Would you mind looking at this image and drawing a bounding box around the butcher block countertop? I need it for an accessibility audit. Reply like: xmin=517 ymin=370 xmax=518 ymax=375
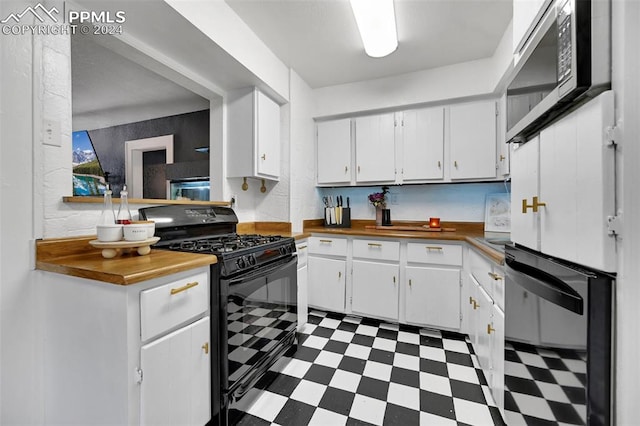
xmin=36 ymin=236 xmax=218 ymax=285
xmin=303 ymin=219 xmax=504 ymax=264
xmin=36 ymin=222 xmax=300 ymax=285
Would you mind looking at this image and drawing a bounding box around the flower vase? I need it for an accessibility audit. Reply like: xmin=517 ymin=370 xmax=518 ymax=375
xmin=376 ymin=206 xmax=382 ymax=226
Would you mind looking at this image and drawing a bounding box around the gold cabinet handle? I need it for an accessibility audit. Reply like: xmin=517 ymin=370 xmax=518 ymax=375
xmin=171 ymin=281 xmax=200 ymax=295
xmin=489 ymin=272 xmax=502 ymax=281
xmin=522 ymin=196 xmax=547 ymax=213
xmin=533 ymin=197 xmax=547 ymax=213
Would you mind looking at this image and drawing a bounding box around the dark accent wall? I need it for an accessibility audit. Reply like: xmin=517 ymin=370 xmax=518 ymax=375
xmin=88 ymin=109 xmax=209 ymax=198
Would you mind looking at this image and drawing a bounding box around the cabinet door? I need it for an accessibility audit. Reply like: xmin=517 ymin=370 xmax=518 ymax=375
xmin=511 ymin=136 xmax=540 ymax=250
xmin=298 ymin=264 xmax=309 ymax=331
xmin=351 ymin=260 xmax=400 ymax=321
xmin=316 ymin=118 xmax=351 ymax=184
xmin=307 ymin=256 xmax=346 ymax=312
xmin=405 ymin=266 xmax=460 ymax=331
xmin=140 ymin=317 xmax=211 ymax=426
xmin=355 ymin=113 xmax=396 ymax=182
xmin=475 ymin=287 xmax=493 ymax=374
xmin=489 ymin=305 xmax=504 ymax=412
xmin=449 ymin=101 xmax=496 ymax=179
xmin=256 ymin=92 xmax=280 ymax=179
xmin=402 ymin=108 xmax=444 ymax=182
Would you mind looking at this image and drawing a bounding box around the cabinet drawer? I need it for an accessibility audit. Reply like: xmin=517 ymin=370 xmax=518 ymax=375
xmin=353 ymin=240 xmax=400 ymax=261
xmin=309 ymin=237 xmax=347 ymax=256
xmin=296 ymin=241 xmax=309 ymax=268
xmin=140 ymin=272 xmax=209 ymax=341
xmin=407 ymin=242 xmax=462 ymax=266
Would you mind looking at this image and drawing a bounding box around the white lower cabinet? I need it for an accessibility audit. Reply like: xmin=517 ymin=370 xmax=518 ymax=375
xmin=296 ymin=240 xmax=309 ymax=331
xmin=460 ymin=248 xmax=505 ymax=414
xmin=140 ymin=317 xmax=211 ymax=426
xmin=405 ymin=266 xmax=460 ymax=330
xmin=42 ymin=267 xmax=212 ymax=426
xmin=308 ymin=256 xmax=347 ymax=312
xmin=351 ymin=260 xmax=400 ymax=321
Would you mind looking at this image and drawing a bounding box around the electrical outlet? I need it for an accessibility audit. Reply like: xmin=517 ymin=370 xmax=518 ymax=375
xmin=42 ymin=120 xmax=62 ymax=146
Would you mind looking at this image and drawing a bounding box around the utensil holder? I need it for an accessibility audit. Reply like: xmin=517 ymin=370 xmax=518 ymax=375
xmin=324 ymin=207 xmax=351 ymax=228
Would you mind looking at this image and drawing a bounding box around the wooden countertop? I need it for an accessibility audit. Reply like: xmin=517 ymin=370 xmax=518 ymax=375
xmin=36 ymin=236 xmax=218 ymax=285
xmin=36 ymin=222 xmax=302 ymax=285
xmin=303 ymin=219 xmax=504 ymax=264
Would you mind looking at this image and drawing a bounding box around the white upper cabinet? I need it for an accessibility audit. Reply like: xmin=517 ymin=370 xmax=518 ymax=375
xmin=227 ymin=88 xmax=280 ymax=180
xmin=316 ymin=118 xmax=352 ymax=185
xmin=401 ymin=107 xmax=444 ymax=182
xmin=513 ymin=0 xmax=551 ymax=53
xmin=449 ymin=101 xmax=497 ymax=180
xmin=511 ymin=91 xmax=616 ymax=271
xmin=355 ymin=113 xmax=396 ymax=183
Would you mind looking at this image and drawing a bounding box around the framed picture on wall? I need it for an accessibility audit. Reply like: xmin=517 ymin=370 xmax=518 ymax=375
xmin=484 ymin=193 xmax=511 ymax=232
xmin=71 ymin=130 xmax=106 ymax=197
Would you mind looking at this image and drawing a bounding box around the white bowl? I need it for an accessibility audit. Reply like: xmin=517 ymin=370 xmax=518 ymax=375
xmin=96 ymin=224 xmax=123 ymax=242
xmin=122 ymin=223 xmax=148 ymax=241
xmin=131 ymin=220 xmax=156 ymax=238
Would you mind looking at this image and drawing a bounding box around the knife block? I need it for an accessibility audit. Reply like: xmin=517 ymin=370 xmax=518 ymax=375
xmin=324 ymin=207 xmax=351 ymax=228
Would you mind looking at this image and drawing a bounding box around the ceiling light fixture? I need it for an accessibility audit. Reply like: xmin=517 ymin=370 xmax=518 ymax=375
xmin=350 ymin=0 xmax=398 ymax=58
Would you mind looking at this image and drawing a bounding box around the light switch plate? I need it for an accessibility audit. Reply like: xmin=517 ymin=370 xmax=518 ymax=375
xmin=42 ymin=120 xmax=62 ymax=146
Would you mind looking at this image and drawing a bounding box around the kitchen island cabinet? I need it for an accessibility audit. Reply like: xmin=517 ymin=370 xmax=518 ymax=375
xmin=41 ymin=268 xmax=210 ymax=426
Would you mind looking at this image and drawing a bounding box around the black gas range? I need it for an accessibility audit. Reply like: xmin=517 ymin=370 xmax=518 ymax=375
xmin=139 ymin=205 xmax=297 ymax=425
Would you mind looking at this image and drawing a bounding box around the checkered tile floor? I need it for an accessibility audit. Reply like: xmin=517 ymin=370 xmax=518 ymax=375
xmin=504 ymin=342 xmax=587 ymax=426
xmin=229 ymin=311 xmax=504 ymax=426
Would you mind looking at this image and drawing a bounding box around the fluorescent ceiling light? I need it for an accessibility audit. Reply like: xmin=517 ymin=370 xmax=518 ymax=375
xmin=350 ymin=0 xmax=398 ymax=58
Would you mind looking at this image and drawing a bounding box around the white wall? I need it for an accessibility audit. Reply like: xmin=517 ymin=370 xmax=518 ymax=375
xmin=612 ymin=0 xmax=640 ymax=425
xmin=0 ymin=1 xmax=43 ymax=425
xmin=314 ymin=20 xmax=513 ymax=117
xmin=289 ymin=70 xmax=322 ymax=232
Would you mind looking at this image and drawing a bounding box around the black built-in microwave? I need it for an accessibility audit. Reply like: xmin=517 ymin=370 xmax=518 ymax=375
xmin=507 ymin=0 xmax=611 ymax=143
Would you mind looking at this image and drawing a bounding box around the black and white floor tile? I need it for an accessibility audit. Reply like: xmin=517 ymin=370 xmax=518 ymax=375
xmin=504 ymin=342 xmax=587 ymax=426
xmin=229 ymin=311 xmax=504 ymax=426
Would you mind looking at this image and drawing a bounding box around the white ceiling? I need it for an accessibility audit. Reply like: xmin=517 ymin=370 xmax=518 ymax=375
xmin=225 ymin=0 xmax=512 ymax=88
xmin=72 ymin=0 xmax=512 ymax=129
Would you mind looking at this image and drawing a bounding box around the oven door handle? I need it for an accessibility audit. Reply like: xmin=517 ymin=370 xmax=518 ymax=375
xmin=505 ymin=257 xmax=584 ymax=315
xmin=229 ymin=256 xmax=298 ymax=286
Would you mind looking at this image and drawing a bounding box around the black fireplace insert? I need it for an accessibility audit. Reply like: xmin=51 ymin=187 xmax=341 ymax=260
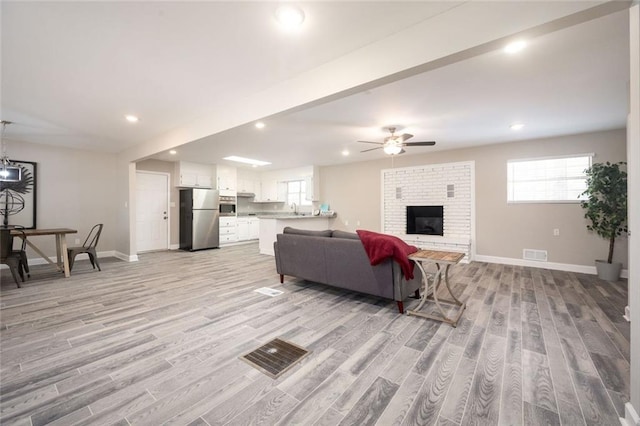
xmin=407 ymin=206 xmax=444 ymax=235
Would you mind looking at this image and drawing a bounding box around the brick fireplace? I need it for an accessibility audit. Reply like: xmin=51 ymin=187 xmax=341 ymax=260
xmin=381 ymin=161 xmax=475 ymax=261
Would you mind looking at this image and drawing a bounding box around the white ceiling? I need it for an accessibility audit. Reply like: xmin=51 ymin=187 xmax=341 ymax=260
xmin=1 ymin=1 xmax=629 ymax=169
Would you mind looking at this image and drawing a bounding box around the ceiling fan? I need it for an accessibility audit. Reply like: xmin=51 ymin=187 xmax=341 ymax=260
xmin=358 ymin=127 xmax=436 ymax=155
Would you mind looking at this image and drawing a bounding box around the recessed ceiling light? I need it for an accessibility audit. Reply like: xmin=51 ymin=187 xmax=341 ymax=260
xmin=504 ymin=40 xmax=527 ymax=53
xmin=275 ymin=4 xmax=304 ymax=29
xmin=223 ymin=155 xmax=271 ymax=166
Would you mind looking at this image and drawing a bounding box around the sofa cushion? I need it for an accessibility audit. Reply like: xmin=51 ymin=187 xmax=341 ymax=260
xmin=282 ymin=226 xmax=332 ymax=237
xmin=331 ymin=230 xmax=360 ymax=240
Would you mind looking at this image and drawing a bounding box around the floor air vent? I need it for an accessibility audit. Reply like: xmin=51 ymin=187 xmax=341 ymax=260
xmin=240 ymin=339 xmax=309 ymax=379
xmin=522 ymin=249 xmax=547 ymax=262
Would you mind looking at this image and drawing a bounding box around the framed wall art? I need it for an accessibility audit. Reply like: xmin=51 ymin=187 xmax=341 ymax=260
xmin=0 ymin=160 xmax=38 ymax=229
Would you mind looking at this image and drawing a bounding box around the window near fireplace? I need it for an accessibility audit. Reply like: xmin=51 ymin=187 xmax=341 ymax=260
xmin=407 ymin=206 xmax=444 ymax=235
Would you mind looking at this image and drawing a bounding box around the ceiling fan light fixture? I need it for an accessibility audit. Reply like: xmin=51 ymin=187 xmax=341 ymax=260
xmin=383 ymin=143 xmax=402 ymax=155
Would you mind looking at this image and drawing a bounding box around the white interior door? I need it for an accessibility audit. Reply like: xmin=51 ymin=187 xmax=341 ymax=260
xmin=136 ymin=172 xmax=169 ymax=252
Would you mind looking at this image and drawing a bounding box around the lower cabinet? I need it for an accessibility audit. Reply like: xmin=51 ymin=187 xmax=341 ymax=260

» **Short exercise**
Which lines of the listing above contain the word "block"? Copy each of those lines.

» **Result of this exercise**
Would you mind looking at this image and drawing a bounding box around the butcher block countertop? I need it for an accessibility audit. Reply like: xmin=517 ymin=370 xmax=518 ymax=375
Would you mind looking at this image and drawing a bounding box around the knife block? I need it for an accessibility audit. Reply like: xmin=517 ymin=370 xmax=518 ymax=375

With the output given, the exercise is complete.